## [Provided passage]

══════════════════════════════

Medicine developed for Chinese Army to fight sleep
By Yoon Ye-seul
The People’s Liberation Army of China has developed a drug to keep soldiers awake and alert for four consecutive days.
The drug, called “Night Eagle,” allows soldiers to stay awake and remain strong, reported Hong Kong media Sunday, quoting the China Central Television (CCTV), the major state broadcaster in the country.
The Academy of Military Medical Sciences unveiled the blue-colored pill as one of 600 scientific achievements, in an exhibition marking the 60th anniversary of the organization.
“Our troops will be able to stay awake for a long time while being able to maintain cognitive abilities when they are deployed in search and rescue operations after earthquakes, floods and other disasters, and on some special military missions,” said Wang Lin, one of the researchers who works at the academy.
As some experts expected, the research agency has not revealed the ingredients or possible side effects of the drug as well as how it works. However, they have said it probably works in the same way as other stimulants developed in the West.

══════════════════════════════

## [What this exercise asks]
A. Copy everything from "Medicine developed for" down to "four consecutive days." in the article on the Chinese Army's anti-sleep drug, changing "four consecutive days" to "five consecutive days".
B. Take the article on the Chinese Army's anti-sleep drug further by writing what comes after its last sentence.
The items that come next have no connection to the article.

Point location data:
══════════════════════════════

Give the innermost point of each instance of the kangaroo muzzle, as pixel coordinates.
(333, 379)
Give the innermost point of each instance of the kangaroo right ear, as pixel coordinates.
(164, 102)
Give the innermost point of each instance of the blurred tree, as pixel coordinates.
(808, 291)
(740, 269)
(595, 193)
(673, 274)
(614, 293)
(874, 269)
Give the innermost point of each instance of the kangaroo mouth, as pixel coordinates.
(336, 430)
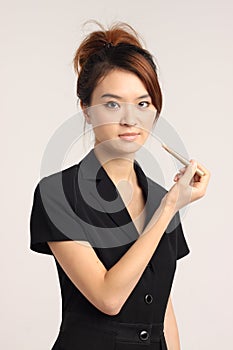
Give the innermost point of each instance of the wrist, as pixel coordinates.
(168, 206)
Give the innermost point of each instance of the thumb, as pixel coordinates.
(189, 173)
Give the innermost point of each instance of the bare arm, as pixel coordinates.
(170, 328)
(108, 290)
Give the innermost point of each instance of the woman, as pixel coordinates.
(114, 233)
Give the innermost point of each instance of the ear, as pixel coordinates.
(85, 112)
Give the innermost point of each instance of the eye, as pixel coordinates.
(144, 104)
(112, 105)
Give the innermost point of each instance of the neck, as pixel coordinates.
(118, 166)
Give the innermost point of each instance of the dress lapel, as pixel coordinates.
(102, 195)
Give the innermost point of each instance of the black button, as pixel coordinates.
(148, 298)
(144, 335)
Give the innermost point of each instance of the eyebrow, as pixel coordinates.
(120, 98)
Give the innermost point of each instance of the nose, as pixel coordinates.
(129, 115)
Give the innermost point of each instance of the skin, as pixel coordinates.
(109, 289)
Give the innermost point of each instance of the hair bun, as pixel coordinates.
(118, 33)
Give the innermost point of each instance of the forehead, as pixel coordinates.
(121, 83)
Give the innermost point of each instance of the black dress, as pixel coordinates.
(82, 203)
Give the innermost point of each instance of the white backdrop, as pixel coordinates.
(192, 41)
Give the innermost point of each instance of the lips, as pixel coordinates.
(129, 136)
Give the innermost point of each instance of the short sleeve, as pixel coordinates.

══════════════════════════════

## [Answers to the exercise]
A.
Medicine developed for Chinese Army to fight sleep
By Yoon Ye-seul
The People’s Liberation Army of China has developed a drug to keep soldiers awake and alert for five consecutive days.

B.
“Although I have no information about the newly invented drug, it is not at all surprising to see efforts to control sleep and develop anti-sleep technology because of the apparent practical use in combat situations," said Prof. Ni Lexiong, a Shanghai-based military expert in an interview with the South China Morning Post of Hong Kong. “The Night Eagle would appear similar to sleep-suppressants widely used by the armed forces of other countries.”
One popular military stimulant in the West is modafinil, which was originally developed to treat narcolepsy but is now used by the U.S., French, British and Indian armed forces as an alternative to amphetamines, as well as by students to fight fatigue.
Modafinil has been also popular for people who want to chemically turn off sleep with fewer side effects.
Experts also said anti-sleep drugs would be becoming more important hi-tech aids and the U.S. military reportedly developed a formula that keeps soldiers awake for seven straight days in the early 2000s.